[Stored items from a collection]
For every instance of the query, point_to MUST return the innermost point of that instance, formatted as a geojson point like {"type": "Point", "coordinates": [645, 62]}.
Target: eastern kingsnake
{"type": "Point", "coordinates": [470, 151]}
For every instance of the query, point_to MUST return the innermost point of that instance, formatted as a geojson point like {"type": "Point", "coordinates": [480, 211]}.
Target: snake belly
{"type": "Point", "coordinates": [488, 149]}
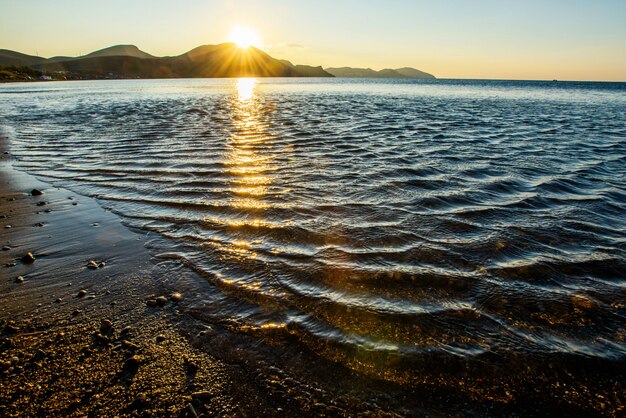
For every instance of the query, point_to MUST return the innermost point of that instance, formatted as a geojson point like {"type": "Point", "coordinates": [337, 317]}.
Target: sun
{"type": "Point", "coordinates": [244, 37]}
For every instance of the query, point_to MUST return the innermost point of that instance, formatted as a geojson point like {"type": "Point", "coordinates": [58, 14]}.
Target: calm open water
{"type": "Point", "coordinates": [383, 224]}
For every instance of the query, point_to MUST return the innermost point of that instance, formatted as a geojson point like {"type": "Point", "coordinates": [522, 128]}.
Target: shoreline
{"type": "Point", "coordinates": [76, 341]}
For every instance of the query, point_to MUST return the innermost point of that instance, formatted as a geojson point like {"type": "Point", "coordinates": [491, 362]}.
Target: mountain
{"type": "Point", "coordinates": [128, 61]}
{"type": "Point", "coordinates": [119, 51]}
{"type": "Point", "coordinates": [12, 58]}
{"type": "Point", "coordinates": [405, 72]}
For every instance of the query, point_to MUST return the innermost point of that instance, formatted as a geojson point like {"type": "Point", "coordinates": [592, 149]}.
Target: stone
{"type": "Point", "coordinates": [131, 366]}
{"type": "Point", "coordinates": [202, 395]}
{"type": "Point", "coordinates": [106, 326]}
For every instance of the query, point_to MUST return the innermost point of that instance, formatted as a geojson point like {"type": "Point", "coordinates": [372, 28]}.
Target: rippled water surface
{"type": "Point", "coordinates": [379, 222]}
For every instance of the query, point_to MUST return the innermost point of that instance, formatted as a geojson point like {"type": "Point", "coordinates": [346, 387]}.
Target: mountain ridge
{"type": "Point", "coordinates": [221, 60]}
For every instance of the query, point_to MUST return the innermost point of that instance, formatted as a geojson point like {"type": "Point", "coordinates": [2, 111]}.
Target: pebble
{"type": "Point", "coordinates": [28, 258]}
{"type": "Point", "coordinates": [130, 345]}
{"type": "Point", "coordinates": [106, 326]}
{"type": "Point", "coordinates": [131, 365]}
{"type": "Point", "coordinates": [192, 368]}
{"type": "Point", "coordinates": [203, 395]}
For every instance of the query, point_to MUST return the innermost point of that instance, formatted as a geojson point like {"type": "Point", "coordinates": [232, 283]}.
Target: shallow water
{"type": "Point", "coordinates": [380, 223]}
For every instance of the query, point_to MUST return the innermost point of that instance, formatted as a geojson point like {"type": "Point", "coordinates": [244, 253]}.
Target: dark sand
{"type": "Point", "coordinates": [56, 358]}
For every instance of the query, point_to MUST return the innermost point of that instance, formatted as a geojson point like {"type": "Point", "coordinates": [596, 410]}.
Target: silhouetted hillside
{"type": "Point", "coordinates": [12, 58]}
{"type": "Point", "coordinates": [405, 72]}
{"type": "Point", "coordinates": [128, 61]}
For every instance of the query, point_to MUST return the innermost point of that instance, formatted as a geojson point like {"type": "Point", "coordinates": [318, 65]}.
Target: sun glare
{"type": "Point", "coordinates": [243, 37]}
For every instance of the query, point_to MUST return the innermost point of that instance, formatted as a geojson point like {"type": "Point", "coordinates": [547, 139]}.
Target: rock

**Requirement**.
Retype every entry above exactly and, please, skip the pictures.

**Answer below**.
For every instance of the query, point_to MUST return the innermost point of that instance, formatted as a geojson point like {"type": "Point", "coordinates": [645, 62]}.
Target: eastern kingsnake
{"type": "Point", "coordinates": [470, 151]}
For every instance of the query, point_to MUST return the innermost point of that instance, formatted as a geojson point like {"type": "Point", "coordinates": [480, 211]}.
Target: snake belly
{"type": "Point", "coordinates": [488, 149]}
For every instance of the query, point_to MUST return the innermost point of that instance, formatted as a geojson point like {"type": "Point", "coordinates": [337, 317]}.
Target: sun
{"type": "Point", "coordinates": [244, 37]}
For every instance of the query, point_to MUST return the innermost point of that instance, formatted as a geojson point like {"type": "Point", "coordinates": [58, 14]}.
Target: calm open water
{"type": "Point", "coordinates": [383, 224]}
For every instance of the query, point_to MUST return the innermost point of that instance, formatted as a geojson point like {"type": "Point", "coordinates": [522, 128]}.
Target: shoreline
{"type": "Point", "coordinates": [76, 341]}
For every instance of the query, point_to MUST return the innermost point of that instance, formatted as a geojson point like {"type": "Point", "coordinates": [491, 362]}.
Target: mountain
{"type": "Point", "coordinates": [128, 61]}
{"type": "Point", "coordinates": [119, 51]}
{"type": "Point", "coordinates": [12, 58]}
{"type": "Point", "coordinates": [405, 72]}
For every instance of the query, point_to MUST return the innermost point of that instance, formatted as a geojson point like {"type": "Point", "coordinates": [592, 149]}.
Target: stone
{"type": "Point", "coordinates": [131, 366]}
{"type": "Point", "coordinates": [202, 395]}
{"type": "Point", "coordinates": [106, 326]}
For every instance of the query, point_to MUST return the innermost point of that instance, formatted as a geojson point like {"type": "Point", "coordinates": [372, 28]}.
Target: rippled water surface
{"type": "Point", "coordinates": [379, 222]}
For every instance of the query, point_to MUST return the innermost point of that instance, formatted as a geojson point like {"type": "Point", "coordinates": [346, 387]}.
Target: mountain ridge
{"type": "Point", "coordinates": [221, 60]}
For every instance of the query, point_to MUST return the innermost point of that instance, formatted as a geojson point like {"type": "Point", "coordinates": [2, 111]}.
Target: pebble
{"type": "Point", "coordinates": [28, 258]}
{"type": "Point", "coordinates": [130, 345]}
{"type": "Point", "coordinates": [106, 326]}
{"type": "Point", "coordinates": [131, 365]}
{"type": "Point", "coordinates": [192, 368]}
{"type": "Point", "coordinates": [203, 395]}
For every instance of the query, point_to MUST return the innermost point of that instance, formatted as a geojson point like {"type": "Point", "coordinates": [232, 283]}.
Target: shallow water
{"type": "Point", "coordinates": [380, 223]}
For every instance of the query, point_to MUST return the innermost point of that instance, formatted as a geojson point like {"type": "Point", "coordinates": [244, 253]}.
Target: dark sand
{"type": "Point", "coordinates": [56, 358]}
For every instance of the query, point_to MUST return the innermost point of that instance, formatted as a geojson point like {"type": "Point", "coordinates": [596, 410]}.
Target: silhouetted hillside
{"type": "Point", "coordinates": [12, 58]}
{"type": "Point", "coordinates": [405, 72]}
{"type": "Point", "coordinates": [128, 61]}
For every instance of the query, point_to MUST return the innermost point of that instance, formatted as a geojson point like {"type": "Point", "coordinates": [318, 65]}.
Target: sun glare
{"type": "Point", "coordinates": [243, 37]}
For every instance of the query, point_to MUST return the innermost point of that instance, formatted as a geojson point like {"type": "Point", "coordinates": [547, 139]}.
Target: rock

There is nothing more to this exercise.